Material provided:
/---

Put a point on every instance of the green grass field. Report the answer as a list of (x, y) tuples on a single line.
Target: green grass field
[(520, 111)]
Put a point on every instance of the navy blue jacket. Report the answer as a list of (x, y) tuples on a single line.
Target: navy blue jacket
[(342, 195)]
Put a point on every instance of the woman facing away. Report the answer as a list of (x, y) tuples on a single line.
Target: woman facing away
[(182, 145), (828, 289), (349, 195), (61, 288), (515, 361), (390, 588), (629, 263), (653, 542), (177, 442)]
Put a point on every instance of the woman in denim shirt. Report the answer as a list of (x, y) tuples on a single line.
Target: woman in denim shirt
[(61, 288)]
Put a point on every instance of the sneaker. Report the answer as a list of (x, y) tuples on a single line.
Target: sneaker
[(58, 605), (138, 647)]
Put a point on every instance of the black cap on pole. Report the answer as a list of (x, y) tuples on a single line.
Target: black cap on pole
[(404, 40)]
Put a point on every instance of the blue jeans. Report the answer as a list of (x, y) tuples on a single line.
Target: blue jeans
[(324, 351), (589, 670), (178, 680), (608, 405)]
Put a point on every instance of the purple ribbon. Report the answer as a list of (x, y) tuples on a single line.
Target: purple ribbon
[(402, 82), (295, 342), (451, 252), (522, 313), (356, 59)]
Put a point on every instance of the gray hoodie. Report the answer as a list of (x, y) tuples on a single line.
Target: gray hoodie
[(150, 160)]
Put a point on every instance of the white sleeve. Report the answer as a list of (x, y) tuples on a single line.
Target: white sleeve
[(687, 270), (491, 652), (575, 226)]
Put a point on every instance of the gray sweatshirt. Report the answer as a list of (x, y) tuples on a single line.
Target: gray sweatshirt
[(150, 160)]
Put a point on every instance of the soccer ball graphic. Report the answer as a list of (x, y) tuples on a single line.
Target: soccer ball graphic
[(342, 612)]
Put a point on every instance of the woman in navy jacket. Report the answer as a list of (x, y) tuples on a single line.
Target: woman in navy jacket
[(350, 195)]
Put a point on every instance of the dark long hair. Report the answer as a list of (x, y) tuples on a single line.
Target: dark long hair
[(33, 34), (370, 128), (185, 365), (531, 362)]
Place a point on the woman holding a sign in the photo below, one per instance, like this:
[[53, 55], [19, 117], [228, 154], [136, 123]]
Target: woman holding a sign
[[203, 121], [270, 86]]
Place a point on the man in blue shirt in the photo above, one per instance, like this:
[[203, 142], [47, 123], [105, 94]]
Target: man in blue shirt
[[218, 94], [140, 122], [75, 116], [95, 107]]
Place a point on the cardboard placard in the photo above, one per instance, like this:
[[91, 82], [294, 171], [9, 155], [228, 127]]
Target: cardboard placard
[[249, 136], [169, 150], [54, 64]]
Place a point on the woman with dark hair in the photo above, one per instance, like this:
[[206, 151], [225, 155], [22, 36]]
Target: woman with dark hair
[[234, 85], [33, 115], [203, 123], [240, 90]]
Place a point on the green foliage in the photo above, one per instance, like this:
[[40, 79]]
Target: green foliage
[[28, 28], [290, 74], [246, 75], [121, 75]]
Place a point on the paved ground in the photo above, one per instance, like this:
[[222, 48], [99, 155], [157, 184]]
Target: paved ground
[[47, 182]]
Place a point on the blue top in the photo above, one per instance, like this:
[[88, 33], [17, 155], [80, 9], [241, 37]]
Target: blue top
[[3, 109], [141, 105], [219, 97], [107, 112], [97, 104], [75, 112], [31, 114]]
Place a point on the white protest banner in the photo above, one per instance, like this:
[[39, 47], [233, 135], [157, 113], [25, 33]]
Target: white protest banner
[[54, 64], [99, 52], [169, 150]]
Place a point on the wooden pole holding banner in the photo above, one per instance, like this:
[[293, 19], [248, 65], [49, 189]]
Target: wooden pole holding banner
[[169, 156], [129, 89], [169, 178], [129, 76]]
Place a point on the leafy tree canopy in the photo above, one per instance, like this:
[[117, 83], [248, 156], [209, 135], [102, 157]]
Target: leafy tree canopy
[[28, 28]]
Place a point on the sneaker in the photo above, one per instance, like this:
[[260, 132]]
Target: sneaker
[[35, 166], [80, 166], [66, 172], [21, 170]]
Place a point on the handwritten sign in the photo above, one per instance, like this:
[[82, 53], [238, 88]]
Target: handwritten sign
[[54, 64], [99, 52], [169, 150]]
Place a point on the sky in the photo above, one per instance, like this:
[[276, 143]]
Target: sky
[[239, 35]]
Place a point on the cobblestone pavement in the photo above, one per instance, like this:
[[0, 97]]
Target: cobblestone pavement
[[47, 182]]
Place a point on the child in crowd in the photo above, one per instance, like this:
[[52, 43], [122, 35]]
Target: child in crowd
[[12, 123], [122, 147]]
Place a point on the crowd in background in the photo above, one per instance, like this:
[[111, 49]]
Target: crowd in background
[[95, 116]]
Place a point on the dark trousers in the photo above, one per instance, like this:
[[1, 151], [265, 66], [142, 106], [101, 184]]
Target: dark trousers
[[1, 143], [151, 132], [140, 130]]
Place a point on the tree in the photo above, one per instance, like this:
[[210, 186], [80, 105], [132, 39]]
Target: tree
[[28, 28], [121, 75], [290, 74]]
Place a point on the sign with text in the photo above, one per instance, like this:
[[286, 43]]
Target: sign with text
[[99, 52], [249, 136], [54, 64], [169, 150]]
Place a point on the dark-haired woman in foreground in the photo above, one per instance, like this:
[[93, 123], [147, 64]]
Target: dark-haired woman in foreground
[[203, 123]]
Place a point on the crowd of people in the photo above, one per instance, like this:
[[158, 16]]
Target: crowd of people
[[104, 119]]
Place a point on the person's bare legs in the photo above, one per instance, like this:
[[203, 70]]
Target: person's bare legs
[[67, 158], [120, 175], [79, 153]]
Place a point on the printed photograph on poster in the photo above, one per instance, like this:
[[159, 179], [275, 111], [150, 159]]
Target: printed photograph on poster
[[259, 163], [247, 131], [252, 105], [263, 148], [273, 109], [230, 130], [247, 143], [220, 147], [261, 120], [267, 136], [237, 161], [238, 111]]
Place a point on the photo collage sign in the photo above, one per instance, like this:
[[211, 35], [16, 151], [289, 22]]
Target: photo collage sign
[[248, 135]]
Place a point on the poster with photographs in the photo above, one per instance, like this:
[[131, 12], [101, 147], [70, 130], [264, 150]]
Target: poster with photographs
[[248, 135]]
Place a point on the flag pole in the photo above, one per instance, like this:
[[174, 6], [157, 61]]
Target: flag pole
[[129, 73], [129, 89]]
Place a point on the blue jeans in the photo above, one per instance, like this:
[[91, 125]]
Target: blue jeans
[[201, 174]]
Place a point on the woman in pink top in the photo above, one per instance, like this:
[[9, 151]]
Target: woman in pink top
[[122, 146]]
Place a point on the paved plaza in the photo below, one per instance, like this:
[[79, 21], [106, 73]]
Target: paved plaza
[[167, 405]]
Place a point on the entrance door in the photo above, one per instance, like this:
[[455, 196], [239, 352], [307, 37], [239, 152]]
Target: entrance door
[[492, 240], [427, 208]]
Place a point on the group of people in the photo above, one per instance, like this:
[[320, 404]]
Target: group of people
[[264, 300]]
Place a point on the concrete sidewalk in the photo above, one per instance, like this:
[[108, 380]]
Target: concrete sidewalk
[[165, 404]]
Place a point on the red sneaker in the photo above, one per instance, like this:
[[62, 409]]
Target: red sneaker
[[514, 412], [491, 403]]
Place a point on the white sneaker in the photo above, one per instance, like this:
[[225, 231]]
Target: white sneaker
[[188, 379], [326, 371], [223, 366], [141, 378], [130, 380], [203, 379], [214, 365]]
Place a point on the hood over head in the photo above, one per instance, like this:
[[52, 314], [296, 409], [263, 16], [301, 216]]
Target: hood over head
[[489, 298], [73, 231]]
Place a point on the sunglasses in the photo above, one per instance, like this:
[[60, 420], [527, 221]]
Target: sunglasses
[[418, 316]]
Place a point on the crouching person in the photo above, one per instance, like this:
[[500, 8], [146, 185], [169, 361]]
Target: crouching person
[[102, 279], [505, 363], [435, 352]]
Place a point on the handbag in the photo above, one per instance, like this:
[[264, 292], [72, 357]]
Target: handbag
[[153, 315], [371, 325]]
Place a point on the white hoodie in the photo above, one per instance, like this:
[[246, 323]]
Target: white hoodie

\---

What this task involves: Put every line from the start of the items through the line holding "[(61, 288)]", inclusive, into a JSON list of strings, one string per line, with blank lines left out.

Response to the exercise:
[
  "Put a point on every instance of the green grass field. Report the answer as a list of (x, y) tuples on a single line.",
  "Target: green grass field",
  "[(520, 111)]",
  "Put a point on every instance of the navy blue jacket. Report the answer as a list of (x, y) tuples on a single line.",
  "Target: navy blue jacket",
  "[(342, 195)]",
  "Put a point on every instance of the woman facing away. Report the answer as a list of (x, y) tuples on a single line.",
  "Target: woman facing away",
  "[(182, 145), (828, 289), (349, 195), (61, 288), (515, 361), (390, 588), (629, 263), (653, 542), (177, 442)]",
  "Put a point on every instance of the woman in denim shirt. Report the answer as a list of (x, y) tuples on a single line.",
  "Target: woman in denim shirt",
  "[(61, 288)]"
]